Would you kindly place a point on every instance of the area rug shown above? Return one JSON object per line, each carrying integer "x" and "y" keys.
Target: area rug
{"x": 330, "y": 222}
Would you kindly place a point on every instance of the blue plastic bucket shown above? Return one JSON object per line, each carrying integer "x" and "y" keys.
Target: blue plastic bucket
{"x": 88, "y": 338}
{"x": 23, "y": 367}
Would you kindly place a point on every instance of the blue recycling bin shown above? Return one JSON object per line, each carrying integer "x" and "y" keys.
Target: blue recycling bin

===============

**ABOUT THIS EXERCISE:**
Go through the data and copy every line that includes "instance".

**EXERCISE ANSWER:**
Would you kindly place a point on every instance of the area rug shown above? Return one JSON object per line, each carrying integer "x" and "y" keys.
Would you kindly place a point on every instance of the blue plastic bucket shown above? Return one JSON object per line, each carrying integer "x" and "y" keys.
Would you kindly place a point on every instance of the blue recycling bin shown above? Return one JSON object per line, each carrying integer "x" and "y" keys.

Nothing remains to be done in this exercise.